**Work task:**
From the first entry to the last, copy everything exactly except the pictures.

**Exercise materials:**
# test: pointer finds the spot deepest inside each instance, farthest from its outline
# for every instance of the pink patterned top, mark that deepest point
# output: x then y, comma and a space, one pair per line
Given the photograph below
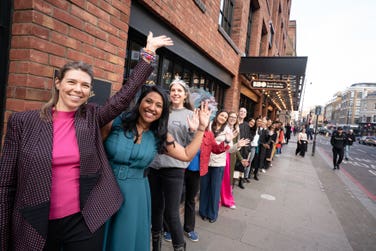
65, 167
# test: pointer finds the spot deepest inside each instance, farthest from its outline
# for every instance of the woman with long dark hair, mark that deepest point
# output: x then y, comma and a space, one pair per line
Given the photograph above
135, 139
210, 183
56, 187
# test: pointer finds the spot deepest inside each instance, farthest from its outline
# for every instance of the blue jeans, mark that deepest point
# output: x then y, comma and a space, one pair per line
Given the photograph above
210, 189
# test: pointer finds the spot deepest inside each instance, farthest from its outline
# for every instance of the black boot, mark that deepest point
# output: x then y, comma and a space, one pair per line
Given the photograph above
156, 241
241, 183
179, 247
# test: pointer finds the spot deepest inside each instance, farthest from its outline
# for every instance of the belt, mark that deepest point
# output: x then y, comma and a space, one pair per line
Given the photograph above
125, 172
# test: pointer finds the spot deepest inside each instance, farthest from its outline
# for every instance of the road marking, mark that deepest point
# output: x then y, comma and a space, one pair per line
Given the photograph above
267, 197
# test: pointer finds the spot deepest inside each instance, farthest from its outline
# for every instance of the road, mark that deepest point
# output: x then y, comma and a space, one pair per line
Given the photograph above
361, 167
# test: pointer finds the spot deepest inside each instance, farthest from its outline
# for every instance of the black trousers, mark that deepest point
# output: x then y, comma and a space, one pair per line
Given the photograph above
166, 185
337, 155
71, 234
192, 185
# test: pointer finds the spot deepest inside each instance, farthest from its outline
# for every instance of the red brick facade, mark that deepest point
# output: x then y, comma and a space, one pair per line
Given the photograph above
45, 34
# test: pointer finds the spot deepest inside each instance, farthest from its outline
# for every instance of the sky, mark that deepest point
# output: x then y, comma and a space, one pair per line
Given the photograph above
339, 39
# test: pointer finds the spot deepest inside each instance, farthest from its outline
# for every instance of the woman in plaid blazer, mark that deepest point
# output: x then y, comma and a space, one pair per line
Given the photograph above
56, 186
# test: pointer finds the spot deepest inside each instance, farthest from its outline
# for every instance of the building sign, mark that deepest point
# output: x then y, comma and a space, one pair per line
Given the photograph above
268, 84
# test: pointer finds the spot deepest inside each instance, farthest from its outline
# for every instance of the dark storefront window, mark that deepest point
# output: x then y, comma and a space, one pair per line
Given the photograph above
249, 104
166, 73
249, 30
168, 65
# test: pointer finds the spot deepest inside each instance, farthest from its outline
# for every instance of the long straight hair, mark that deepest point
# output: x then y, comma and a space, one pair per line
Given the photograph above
75, 65
215, 123
158, 127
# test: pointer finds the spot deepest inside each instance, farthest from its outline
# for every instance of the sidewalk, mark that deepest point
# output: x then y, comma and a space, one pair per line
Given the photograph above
287, 209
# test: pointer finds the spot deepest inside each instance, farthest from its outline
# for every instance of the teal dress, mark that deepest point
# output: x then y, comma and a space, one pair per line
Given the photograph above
129, 228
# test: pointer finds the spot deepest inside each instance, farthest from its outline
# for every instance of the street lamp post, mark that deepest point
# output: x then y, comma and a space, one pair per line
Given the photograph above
317, 112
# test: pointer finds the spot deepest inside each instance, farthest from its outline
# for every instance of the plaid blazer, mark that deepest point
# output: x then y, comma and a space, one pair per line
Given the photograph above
25, 169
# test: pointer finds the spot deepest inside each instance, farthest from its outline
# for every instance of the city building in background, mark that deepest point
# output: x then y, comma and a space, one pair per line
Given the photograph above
243, 52
353, 108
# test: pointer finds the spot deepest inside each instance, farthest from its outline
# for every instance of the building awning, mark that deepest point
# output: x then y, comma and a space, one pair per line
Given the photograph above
271, 71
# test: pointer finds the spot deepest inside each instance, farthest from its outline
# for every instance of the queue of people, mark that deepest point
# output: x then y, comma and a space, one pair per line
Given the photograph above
78, 176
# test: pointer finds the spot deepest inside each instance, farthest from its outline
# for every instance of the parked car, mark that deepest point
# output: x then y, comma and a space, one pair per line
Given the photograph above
370, 140
367, 140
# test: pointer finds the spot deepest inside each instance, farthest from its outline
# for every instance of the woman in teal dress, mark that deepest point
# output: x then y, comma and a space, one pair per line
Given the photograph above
134, 140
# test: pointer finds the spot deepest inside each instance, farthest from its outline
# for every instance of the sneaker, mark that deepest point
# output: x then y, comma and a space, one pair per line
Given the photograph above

**Solution:**
# test: pointer finds the spot deepest inside each instance, farthest from its outline
# for every instance of the pink patterned top, mark that deepest point
# output: x then y, comma and a space, one pair per line
Given the photograph below
65, 167
# test: pointer finds the spot deepest inside each instance, farthest from its outline
# for every instance of the woman with long dark hair, mark that deepest point
# output: x then y, comma and a space, one pair per line
Given the photograph above
135, 139
210, 183
56, 187
# test: pointer finds the spot deepest inside each instance, farthest from its outline
# for every instance of the blue jeans, mark that deepest point
# output: x then y, comma and a space, one pair per line
Given the photograph above
210, 189
# test: pointer finds the spot deepest inside each instance, farthest from its outline
# for every instance of the black boot, mark that deepest point
# output: x then y, comma and a space, one pair per line
Given the photograph above
156, 241
241, 183
179, 247
# test: pointer finds the spot deepest inside each instance, farthest from its outline
# for every instance of the belt, mark that deepest point
# output: x then y, comma and a space, one pair per line
Given the photograph above
125, 172
# test: pointer finds the spot deepest inside each instance, farthest from its outline
# for every instance of the road marking, mark that deepest point
# output: x then y, comma and a space, one pair per line
Given the photograph above
267, 197
# test: pointer finds the spot deepest inside each instance, farthest from its outline
# for every instance of the road, mark that deepest point
# output: x then y, comma and a space, one pair per line
Given the photograph above
361, 167
# test: pointer finds the spot deepest inside each instance, farthest from its outline
# for every instance of the black trousers, mark that deepest point
# output: x then y, comma and a space, one pair per line
Given the photograph above
166, 185
337, 155
71, 234
192, 185
# test: pointer finds the spot deepest inside each instance, farthest from its outline
# for every instance of the red brick facade, mark that deepest point
# output: x then y, comma and a space, one pair per line
Given the photograph above
45, 34
# test: pointer finds the spot deepest inside each instance, farthest from its outline
# for every instance of the sky, mark that deepest point
# output: x then y, comma and a space, one pair per line
Given the photograph above
339, 39
# test: pointer finds the spot deepest inside each instance, farthest from its outline
# for every instance of the woman in plaid blazer, mark that deepest point
# output: x then y, comma and a space, one pair per line
Given the photograph above
56, 186
# test: pointer finds the spot deepest inside each instance, farthest from its outline
# for every instance of the building sign, mark that deepest point
# output: x then y, comma and a space, one pair per line
Given the photograph above
268, 84
# test: pointer finds the spot deepest inside each instance, farthest from its outline
# for every instance of the dark storefront window, mark that deepest point
# output: x then y, comma and a space, one pair per line
Given the photograph above
249, 104
166, 73
249, 30
168, 65
# test: pointer finds the spot deepest inside each instance, farthest from its outline
# for every instance of the long straight hair, mark that deepest point
# output: x then y, comma and a space, one pair per line
Given the photograph above
75, 65
215, 123
158, 127
# test: pointer finds the spot deepest inside each instance, farthest from its outline
# for every instance of the sidewalk, mark that deepest point
# output: x then y, comma and a space, one pair per line
Given the photograph above
287, 209
# test: pointer finds the spot deepest inside each instance, farthest from its outline
# for every instance of the teal dress, mark that deepest point
# output: x then y, comma and a space, one pair per line
Given the photograph above
129, 228
# test: pointer finds the spot deepest inside each instance, farthest from its outline
# for every instance of the street lamp post, mark that deepest point
# output: x then y, comma and a space, one pair per line
Given the photograph above
317, 112
# test: pointer finds the spot deepest inside each instance, farthest from its outline
# for every instance of the plaid blazer, mark that deepest point
# output: x then y, comma and a space, one pair per line
Given the photograph above
25, 169
# test: pointer finds the spot deepest inside each instance, farthest from its outline
# for every instance of the city building in background, mark that deepest point
# output: x then y, comma and a space, one pair per line
Given the photograph above
243, 52
353, 108
# test: pointer finds the spot deepest inside each instance, farthest from its outline
# for every instance of the building awning, mark that deepest point
# output: x then y, comma and a space, one pair per line
Given the photograph above
271, 71
# test: pointer finds the spot deepest inside each instance, farthest from its outline
# for every instance of the queue of people, mark that deepest point
# output: x then y, comma and a space, one pair per line
Given the photograph above
78, 176
# test: pointer finds the spot deepest inside each instance, farthest from its outline
# for every instance of the parked car, mark that deepest point
# output: x then y, comma and a space, one pair per line
Given the photograph above
370, 140
367, 140
# test: pointer finds the spot deepest inside each instance, farthest from its outline
# for every instance of the woman in teal dress, mark that deepest point
# output: x then y, comma and a space, one pair per line
Given the photograph above
134, 140
# test: pointer finds the spot deepest inside each instance, farthest from its outline
# for every instance of the sneaker, mark that deepest point
# output: x then y, comma and a space, one pair per line
Given the photograph above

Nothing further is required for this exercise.